Starting at the line that holds "Study the picture above. For each instance of the dry", set down each line through the end of the listing, exactly as written and with nothing added.
Begin DATASET RECORDS
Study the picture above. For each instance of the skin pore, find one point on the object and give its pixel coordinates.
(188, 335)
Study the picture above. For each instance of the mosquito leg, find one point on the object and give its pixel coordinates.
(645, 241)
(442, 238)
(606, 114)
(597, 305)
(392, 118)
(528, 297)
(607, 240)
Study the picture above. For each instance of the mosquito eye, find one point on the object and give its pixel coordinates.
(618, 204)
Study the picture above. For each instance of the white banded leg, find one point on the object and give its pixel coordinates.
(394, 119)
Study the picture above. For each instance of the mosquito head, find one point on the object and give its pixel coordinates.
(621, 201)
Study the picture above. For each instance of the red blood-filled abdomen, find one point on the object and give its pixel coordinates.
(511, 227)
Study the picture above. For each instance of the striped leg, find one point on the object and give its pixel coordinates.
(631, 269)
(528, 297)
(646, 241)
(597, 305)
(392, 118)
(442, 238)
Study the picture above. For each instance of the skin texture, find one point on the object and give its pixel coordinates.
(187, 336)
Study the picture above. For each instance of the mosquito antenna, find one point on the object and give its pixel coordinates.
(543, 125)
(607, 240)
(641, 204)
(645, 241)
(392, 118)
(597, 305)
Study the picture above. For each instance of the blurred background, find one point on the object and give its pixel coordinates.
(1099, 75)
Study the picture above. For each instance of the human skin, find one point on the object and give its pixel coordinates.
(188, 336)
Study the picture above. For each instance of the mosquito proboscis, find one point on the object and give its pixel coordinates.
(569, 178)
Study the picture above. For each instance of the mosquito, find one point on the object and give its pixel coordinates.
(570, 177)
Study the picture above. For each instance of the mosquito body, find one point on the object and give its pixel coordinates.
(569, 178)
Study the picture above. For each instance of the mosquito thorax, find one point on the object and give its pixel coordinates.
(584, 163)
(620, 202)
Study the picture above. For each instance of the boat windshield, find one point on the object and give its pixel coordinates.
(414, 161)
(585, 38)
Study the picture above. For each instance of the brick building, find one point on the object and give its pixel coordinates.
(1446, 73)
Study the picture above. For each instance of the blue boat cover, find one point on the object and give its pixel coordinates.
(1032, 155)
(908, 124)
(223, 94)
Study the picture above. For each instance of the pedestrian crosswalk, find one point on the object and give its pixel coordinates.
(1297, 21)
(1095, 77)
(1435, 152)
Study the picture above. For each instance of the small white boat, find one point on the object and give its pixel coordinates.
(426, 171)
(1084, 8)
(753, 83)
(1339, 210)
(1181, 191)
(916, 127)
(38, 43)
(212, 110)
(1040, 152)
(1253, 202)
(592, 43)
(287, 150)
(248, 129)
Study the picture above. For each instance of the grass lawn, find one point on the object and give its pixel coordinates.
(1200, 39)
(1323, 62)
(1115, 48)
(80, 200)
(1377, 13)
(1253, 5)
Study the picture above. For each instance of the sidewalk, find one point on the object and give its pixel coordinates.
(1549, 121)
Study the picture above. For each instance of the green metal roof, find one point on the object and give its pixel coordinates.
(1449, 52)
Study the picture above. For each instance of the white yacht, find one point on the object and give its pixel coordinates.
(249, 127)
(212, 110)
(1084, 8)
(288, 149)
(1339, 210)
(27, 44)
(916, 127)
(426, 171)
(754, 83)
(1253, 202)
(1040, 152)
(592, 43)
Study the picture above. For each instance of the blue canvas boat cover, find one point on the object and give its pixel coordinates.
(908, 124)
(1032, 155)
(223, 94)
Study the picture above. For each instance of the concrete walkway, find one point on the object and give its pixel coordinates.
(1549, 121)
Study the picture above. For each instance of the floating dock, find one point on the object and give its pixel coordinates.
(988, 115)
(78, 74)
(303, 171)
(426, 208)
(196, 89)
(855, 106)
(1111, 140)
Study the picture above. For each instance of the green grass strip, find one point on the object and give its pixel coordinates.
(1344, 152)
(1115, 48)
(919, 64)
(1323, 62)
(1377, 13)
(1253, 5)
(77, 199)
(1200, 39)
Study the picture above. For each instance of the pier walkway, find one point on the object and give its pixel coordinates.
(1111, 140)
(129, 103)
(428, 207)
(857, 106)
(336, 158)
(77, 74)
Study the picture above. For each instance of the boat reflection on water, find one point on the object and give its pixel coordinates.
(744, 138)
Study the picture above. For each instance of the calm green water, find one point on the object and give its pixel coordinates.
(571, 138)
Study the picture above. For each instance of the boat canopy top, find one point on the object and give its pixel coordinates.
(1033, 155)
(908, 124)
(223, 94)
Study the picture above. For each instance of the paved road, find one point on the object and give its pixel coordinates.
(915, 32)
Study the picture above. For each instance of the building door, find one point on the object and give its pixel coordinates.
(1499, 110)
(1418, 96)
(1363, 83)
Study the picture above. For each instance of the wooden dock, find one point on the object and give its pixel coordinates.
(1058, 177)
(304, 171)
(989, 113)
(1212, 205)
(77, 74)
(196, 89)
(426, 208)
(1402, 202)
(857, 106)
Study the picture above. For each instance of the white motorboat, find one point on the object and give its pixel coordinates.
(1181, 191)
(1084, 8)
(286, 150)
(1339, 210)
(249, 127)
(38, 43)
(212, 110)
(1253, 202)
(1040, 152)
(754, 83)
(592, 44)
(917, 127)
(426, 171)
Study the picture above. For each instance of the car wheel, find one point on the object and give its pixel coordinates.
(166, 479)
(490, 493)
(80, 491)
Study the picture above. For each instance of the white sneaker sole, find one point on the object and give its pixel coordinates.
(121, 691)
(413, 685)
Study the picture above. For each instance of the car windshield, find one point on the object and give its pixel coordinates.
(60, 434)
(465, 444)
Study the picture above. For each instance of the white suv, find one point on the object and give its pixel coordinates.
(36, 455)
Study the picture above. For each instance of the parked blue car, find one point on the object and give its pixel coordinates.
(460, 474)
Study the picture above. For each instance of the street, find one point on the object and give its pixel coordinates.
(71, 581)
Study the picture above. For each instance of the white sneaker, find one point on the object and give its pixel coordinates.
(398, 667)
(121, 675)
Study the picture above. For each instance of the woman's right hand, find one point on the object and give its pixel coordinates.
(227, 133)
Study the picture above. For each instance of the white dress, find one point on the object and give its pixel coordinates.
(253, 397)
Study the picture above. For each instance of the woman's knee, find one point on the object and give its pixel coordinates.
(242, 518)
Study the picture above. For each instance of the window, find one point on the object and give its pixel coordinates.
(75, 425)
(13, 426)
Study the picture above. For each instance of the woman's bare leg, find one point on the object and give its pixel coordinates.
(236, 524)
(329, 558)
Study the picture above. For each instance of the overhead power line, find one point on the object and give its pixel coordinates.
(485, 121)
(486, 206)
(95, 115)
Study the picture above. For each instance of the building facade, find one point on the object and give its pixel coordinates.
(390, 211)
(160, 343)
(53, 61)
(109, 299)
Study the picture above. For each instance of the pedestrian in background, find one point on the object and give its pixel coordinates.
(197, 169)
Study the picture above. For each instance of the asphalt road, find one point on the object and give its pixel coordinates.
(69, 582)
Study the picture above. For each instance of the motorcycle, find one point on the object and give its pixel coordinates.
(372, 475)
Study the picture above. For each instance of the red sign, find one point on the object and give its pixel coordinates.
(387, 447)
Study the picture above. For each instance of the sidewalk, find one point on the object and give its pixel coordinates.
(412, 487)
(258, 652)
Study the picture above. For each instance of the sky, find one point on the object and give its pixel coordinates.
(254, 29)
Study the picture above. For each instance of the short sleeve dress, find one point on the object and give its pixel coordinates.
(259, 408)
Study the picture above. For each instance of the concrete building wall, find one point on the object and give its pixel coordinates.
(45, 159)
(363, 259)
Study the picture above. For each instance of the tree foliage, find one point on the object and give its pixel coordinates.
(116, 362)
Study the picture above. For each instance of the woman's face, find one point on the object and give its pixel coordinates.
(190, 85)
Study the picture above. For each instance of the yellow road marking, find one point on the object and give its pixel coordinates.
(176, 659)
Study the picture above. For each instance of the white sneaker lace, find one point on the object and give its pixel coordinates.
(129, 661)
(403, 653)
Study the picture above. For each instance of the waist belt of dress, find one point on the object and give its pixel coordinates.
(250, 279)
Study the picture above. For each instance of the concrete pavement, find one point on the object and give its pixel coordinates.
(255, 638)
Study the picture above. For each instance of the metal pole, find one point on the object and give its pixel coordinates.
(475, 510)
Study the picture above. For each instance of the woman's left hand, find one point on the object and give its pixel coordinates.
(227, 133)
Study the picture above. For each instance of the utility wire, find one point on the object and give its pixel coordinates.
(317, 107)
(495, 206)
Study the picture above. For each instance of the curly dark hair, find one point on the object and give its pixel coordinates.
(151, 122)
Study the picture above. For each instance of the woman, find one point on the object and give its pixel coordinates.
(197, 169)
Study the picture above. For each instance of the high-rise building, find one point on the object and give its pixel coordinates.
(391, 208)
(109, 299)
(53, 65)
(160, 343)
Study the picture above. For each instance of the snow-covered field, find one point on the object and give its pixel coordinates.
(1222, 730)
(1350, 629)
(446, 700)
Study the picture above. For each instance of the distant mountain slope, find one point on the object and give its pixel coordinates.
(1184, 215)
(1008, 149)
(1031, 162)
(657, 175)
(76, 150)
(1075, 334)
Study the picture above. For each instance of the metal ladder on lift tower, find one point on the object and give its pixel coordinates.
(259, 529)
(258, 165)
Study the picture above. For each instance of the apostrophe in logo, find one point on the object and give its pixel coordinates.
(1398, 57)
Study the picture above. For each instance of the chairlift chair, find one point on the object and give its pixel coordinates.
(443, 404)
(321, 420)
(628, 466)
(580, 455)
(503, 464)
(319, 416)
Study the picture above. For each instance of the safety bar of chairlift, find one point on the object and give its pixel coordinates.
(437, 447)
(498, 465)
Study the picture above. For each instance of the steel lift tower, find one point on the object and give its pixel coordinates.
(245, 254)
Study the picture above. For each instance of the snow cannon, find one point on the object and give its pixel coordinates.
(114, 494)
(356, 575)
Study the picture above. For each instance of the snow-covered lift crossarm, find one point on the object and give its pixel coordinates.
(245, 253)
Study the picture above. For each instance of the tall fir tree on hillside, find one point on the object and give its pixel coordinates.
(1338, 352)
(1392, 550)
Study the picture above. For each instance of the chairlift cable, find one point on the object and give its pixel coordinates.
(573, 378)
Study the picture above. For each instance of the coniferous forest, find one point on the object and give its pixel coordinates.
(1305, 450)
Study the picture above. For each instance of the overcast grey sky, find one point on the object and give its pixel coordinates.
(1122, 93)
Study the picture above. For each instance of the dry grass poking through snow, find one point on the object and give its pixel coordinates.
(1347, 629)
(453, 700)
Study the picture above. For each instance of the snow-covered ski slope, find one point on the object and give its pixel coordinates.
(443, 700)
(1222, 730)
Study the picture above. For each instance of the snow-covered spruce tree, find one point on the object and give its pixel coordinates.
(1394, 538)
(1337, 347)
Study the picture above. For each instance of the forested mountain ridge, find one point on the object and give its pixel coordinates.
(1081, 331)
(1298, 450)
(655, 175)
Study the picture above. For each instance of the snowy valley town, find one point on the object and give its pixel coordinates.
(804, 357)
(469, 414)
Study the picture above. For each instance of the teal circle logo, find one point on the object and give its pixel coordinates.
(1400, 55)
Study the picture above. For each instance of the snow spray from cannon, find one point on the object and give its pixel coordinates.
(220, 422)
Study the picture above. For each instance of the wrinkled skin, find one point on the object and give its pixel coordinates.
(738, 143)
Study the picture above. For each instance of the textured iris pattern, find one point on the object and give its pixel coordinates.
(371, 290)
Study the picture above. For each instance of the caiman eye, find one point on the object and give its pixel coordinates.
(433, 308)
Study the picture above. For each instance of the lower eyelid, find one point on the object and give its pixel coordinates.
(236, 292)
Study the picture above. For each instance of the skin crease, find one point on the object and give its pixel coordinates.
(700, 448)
End DATASET RECORDS
§ TASK SOLUTION:
Study the picture above. For each instance of the dry grass poking through snow, find one point on the object and give its pixel coordinates.
(1347, 629)
(453, 700)
Study the picture above. For each instance of the snow-covered ski slope, find one point on the object and give its pixel coordinates.
(443, 700)
(1222, 730)
Study the picture above. For each instance of the snow-covered spruce tree, find one point on the object and give its pixel coordinates.
(1394, 538)
(1337, 347)
Study the picture above. For each instance of the forested mountain ridge, find one point on the object and give its pixel coordinates.
(1081, 331)
(1298, 450)
(655, 175)
Study the picture above. For each instance of the snowy valley town, find one point on the object and give its pixel coordinates.
(804, 357)
(469, 414)
Study the picture above. For each instance of the teal circle logo, find one point on the object and give its pixel coordinates.
(1400, 55)
Study the picture above. For each instance of the snow spray from cannon, find one point on the object and give its pixel coordinates.
(220, 422)
Study the picture above. For each instance of the wrinkled skin, find one point on the object and give its pixel coordinates.
(738, 143)
Study the picture above. For each instance of the textured iris pattern, find one point on the object and give its pixel coordinates.
(371, 290)
Study the picture above. For each instance of the caiman eye, find one point on the object and give its pixel coordinates.
(433, 308)
Study the picture above. For each instance of the lower eyelid, find one point on the object and give its pixel coordinates.
(236, 292)
Study the picture above. For each instance of the skin crease, find one point on the object and give its pixel coordinates.
(700, 448)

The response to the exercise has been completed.